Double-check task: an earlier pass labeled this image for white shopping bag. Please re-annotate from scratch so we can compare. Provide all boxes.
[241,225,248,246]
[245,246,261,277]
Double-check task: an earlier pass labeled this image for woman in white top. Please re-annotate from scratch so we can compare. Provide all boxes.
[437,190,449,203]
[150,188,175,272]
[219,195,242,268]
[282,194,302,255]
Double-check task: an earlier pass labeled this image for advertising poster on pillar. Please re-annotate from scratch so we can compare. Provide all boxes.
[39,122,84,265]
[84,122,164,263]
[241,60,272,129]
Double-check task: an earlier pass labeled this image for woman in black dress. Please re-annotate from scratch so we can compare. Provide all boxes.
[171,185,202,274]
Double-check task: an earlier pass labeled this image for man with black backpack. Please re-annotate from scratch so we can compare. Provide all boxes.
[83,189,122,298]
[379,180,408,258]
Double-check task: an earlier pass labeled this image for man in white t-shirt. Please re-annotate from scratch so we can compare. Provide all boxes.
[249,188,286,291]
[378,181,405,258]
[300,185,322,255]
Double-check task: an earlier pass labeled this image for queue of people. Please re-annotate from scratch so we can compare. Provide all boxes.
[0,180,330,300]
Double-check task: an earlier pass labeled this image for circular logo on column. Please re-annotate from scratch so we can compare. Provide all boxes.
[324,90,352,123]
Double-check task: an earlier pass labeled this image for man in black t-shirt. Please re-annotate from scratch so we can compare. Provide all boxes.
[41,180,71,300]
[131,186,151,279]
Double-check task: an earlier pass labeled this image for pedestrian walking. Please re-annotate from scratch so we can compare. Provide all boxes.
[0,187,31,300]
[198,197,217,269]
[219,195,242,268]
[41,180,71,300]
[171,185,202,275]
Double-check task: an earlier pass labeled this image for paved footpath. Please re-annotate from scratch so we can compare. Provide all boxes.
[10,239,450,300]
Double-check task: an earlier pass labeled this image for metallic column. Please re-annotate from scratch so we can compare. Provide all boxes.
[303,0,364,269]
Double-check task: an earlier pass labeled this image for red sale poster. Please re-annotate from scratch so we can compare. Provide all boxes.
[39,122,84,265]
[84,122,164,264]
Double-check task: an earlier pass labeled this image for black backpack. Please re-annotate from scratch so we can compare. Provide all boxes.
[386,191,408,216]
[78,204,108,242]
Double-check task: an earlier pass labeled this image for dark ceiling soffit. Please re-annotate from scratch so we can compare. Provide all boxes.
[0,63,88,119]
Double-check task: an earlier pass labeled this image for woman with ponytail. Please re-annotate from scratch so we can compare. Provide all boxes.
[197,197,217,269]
----
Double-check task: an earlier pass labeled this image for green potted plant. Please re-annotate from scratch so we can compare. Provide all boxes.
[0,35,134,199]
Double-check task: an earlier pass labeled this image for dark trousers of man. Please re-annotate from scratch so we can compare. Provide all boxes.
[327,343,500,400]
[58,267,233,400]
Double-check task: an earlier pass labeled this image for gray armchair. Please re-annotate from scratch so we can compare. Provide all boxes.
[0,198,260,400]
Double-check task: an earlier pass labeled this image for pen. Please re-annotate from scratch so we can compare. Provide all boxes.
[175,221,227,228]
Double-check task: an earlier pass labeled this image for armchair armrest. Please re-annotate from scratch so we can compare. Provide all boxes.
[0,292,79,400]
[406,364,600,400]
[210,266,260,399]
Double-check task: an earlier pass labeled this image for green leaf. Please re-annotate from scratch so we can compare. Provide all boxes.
----
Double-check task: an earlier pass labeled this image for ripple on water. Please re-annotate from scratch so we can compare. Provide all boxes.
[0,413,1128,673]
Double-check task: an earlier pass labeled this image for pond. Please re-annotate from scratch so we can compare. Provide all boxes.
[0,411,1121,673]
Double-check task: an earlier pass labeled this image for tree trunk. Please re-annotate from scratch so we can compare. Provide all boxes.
----
Task prompt:
Reproduce every line of the records, starting at the line that contains "Double-check task: an earlier pass labeled this image for pond." and ending at the line that contains "Double-check task: an earlier pass labeled this image for tree", with both of those lines included. Keep the written lines unchanged and raise every bounding-box coordinate by 11.

Answer for this exercise:
Double-check task: an earlier pass labeled this image for pond. Please re-annotate from scratch so we can compare. Provide all boxes.
[11,422,1132,684]
Double-check task: an earlier pass labeled this image for tree trunk. Please re-annotate from scratch so we can compare. Provide all boxes.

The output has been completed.